## EXERCISE DESCRIPTION
Write out everything in the post on region reachability from "When we look" down to "to see happen.", word for word.

PASSAGE SHOWN start

When we look inside the library's white box of "input of a set of requested ids (which includes region id) with output either once-off retrieved records or cachable records with updates if they change and control by the list of participating regions and their contact details) I've indeed had some ideas about what I'd like to see happen.

First of all I'd like to add that I've noticed a common feature amongst works in this domain is the conflation of a node or cluster being out of service with the node being unreachable from one or more other nodes because of a network issue. Once against I don't consider that invalid at all, in fact, for most general purpose load-balancing situations there may be no point to distinguising between the two conditions. It's just not exactly aligned with my reality. My regions are not dispensible replicas that if one cannot be reached it's just as good or even better to get the required service from another region. Each region is master to a partition of the global database. If it's unavailable for any reason, its data cannot (usually) be sourced elsewhere. But the region is deployed in clusters which renders it unlikely for the whole region to be down. But the links into that region, since they traverse the internet, can be all kinds of slow or down without any notice. Once again thre are ways to mitigate most of the risks using redundancy, but having explicit redundant links everywhere creates not only an often unwarranted cost but also sets up a major planning and operational workload which either works brilliantly because it's conciensciously run by highly skilled and motivated engineers or which fails at the worst possible moments because who can afford such a dedicated team of engineers and somehow keep them entertained/engaged enough, right?

PASSAGE SHOWN end
INFORMATION GIVEN start

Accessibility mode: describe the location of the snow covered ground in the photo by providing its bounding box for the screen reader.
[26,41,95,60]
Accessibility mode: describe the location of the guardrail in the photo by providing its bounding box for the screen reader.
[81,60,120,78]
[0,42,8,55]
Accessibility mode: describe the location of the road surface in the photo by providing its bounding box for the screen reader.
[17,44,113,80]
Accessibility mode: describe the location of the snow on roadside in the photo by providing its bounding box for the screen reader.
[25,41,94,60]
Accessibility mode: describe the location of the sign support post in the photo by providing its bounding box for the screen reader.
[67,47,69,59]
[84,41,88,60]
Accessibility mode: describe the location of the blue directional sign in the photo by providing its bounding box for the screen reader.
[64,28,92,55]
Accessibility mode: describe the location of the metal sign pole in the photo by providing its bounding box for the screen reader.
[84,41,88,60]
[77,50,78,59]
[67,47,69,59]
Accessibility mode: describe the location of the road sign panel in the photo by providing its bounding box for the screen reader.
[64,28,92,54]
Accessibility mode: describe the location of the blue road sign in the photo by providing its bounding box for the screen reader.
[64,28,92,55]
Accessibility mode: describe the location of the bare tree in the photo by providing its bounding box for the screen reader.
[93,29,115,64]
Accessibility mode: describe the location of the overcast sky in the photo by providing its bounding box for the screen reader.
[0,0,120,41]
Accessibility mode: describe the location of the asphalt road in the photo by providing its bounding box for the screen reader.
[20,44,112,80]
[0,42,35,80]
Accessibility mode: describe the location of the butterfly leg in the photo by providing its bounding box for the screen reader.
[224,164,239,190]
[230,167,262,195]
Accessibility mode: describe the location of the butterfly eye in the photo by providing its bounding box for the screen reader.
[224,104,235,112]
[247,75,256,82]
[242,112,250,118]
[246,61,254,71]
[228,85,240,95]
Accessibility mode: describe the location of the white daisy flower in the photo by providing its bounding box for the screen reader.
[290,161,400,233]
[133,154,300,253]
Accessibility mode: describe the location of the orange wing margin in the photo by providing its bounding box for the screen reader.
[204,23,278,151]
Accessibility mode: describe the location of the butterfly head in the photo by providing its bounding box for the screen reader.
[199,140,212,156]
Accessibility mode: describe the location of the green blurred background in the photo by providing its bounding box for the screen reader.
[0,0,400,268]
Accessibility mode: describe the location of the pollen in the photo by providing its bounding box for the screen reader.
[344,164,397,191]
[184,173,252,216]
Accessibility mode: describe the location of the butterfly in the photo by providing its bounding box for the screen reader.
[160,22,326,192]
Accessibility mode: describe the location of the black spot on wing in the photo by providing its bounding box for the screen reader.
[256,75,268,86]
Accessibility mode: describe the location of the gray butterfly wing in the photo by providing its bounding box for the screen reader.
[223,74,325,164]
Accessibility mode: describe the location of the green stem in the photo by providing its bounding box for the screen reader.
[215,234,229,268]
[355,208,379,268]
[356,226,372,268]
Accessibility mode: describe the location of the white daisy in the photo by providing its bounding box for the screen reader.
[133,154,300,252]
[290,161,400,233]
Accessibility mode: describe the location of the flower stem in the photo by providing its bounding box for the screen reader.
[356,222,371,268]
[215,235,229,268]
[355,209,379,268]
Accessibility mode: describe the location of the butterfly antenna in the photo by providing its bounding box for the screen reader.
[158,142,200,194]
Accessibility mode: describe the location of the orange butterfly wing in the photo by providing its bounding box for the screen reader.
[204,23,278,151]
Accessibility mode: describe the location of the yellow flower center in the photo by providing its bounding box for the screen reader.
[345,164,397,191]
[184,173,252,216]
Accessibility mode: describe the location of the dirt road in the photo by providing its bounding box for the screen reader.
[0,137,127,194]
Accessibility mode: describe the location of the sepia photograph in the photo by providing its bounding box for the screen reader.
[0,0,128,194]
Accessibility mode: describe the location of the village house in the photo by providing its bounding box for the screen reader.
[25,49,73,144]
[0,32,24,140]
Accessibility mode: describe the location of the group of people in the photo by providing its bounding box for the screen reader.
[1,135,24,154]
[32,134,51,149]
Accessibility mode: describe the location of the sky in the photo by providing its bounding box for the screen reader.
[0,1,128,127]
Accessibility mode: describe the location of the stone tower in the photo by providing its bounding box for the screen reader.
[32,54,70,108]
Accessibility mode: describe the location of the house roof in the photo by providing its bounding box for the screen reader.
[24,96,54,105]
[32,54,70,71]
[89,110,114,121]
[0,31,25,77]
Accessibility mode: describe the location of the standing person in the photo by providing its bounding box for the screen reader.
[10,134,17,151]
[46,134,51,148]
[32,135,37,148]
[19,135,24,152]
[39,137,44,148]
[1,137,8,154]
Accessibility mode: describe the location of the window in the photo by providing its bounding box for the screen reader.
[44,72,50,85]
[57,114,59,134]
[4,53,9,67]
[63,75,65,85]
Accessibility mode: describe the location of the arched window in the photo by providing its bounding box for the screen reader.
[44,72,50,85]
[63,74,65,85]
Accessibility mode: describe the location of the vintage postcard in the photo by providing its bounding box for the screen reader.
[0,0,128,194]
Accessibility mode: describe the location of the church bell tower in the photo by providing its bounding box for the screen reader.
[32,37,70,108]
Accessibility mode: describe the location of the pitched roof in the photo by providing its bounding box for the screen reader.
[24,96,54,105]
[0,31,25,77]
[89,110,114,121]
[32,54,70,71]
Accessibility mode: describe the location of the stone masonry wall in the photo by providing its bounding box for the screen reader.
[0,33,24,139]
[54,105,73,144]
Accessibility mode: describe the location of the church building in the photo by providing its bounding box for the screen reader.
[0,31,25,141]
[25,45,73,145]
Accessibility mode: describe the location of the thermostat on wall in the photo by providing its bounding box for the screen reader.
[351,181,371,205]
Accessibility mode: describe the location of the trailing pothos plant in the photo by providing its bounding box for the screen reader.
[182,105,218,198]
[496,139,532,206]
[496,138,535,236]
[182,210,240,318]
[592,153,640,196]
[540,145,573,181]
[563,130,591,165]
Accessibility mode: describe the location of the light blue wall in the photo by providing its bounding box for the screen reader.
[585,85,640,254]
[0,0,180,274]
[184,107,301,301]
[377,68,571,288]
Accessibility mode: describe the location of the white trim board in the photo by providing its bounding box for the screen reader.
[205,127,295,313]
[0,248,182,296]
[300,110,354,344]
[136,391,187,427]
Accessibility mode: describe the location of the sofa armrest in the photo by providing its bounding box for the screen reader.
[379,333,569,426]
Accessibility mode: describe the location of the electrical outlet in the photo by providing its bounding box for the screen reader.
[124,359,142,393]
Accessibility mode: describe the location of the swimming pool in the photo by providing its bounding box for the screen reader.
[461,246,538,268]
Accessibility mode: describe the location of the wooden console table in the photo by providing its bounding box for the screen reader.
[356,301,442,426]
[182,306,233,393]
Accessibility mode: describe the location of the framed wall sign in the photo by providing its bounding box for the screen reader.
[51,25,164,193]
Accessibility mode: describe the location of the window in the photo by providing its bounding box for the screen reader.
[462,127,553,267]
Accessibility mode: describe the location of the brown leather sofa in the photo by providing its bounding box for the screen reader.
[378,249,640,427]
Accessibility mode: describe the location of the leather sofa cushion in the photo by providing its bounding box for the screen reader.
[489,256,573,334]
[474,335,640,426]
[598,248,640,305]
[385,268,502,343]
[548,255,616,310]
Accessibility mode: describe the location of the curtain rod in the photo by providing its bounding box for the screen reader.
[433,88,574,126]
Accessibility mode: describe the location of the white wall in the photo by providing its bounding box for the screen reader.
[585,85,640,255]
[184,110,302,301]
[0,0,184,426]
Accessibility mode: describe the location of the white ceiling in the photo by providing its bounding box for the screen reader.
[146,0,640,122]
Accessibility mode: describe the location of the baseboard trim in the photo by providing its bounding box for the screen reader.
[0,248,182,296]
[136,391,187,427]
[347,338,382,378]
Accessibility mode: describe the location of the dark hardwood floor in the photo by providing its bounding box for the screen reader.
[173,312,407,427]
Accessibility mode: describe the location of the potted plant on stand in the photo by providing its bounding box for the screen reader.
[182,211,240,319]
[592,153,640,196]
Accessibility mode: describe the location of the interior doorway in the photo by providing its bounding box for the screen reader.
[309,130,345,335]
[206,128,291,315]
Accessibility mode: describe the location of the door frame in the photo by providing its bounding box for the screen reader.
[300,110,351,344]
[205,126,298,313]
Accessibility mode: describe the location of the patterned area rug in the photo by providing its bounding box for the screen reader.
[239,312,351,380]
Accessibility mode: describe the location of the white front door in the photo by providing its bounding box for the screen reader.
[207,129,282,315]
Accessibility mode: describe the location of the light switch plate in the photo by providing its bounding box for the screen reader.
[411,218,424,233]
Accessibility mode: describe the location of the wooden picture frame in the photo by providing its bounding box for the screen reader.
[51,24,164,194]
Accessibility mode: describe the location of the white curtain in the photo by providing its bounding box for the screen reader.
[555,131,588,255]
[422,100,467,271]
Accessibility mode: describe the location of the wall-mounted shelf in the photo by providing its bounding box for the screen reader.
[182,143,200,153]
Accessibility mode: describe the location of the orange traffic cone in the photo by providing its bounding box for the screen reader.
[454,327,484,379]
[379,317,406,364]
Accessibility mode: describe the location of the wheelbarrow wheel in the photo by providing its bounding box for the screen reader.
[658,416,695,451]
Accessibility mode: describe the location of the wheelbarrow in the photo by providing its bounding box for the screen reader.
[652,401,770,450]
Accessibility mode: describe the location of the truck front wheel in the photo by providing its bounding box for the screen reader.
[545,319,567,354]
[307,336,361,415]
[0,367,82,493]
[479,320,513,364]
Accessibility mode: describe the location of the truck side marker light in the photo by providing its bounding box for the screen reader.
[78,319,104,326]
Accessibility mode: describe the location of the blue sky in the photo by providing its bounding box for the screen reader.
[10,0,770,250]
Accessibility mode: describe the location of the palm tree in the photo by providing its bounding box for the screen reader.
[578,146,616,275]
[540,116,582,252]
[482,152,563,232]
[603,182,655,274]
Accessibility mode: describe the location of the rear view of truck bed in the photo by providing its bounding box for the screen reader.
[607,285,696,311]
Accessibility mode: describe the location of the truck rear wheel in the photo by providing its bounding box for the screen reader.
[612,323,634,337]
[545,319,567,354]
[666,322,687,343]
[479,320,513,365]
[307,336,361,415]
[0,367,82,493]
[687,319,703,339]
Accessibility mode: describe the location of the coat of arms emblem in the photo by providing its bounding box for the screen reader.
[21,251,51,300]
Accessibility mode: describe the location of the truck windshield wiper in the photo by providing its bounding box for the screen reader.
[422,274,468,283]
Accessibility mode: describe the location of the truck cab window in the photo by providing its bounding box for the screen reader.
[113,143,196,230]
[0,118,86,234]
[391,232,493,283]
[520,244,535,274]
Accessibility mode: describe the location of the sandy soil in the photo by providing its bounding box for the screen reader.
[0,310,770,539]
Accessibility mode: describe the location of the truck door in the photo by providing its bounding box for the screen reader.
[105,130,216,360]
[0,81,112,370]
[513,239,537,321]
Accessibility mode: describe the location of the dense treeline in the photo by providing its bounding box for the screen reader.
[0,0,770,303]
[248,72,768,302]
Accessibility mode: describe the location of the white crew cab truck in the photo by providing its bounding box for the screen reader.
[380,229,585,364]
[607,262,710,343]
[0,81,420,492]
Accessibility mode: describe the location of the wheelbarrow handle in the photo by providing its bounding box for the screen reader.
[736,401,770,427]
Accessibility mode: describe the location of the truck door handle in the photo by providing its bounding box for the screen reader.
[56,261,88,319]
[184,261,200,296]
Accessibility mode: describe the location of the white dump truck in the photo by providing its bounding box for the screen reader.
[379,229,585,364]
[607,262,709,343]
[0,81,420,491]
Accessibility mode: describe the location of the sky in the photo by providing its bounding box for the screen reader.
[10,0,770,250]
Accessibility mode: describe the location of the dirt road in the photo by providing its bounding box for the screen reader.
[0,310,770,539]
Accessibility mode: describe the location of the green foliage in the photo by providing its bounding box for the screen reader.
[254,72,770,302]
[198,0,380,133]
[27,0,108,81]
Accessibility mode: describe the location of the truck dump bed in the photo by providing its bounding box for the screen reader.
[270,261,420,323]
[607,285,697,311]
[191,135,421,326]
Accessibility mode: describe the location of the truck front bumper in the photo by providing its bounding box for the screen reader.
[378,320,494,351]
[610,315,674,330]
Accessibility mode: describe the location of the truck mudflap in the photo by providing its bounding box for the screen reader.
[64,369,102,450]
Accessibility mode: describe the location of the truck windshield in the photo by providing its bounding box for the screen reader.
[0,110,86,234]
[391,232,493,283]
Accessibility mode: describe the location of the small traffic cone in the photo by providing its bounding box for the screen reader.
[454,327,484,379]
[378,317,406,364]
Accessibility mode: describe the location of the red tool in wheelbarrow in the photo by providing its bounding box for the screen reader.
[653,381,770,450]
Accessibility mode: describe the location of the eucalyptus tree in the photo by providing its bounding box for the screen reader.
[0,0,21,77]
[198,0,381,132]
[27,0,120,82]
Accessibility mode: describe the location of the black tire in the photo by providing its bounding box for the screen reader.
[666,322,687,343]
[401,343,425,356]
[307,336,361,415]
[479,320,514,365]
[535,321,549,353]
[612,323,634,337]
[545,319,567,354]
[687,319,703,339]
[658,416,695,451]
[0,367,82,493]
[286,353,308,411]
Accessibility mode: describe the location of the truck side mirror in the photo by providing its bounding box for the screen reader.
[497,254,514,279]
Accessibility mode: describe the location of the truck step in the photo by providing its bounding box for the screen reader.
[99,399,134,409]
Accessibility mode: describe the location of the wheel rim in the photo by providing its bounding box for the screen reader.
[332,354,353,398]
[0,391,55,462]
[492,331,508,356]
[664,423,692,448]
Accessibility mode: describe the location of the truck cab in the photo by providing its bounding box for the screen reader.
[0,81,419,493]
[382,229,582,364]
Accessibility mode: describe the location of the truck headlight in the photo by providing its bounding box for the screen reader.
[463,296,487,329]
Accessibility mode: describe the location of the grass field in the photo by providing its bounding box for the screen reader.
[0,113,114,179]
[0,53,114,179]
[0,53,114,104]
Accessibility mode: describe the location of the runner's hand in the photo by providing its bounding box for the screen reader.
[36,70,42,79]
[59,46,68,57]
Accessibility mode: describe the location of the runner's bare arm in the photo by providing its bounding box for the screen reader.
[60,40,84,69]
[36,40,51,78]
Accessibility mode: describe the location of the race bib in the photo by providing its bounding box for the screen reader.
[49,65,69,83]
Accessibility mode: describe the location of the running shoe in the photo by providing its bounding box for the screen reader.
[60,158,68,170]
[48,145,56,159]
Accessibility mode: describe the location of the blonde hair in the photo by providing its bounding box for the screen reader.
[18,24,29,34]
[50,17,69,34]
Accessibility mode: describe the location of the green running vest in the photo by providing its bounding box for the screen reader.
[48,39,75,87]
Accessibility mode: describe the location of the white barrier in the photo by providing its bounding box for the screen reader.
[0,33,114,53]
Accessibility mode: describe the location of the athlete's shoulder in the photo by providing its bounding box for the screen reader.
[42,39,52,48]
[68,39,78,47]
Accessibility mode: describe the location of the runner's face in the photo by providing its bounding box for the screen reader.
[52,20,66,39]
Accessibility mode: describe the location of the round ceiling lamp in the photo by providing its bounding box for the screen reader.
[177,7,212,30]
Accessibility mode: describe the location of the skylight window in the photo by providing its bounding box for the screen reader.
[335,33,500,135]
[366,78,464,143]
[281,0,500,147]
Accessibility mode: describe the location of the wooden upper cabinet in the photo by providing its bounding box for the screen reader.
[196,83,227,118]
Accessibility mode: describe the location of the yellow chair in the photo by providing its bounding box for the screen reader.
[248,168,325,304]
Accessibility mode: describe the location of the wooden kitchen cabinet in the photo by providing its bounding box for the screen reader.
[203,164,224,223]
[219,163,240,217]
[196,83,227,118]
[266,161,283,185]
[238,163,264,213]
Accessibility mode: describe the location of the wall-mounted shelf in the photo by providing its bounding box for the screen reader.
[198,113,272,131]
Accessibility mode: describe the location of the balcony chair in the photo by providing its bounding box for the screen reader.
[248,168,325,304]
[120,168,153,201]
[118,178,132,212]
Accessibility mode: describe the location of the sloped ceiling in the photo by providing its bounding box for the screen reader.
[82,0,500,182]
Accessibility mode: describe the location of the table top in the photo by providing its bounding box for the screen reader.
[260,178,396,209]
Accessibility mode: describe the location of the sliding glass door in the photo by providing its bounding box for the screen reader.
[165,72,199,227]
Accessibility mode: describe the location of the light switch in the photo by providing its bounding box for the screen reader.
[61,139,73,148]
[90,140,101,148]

INFORMATION GIVEN end

## SOLUTION TO THE EXERCISE
When we look inside the library's white box of "input of a set of requested ids (which includes region id) with output either once-off retrieved records or cachable records with updates if they change and control by the list of participating regions and their contact details) I've indeed had some ideas about what I'd like to see happen.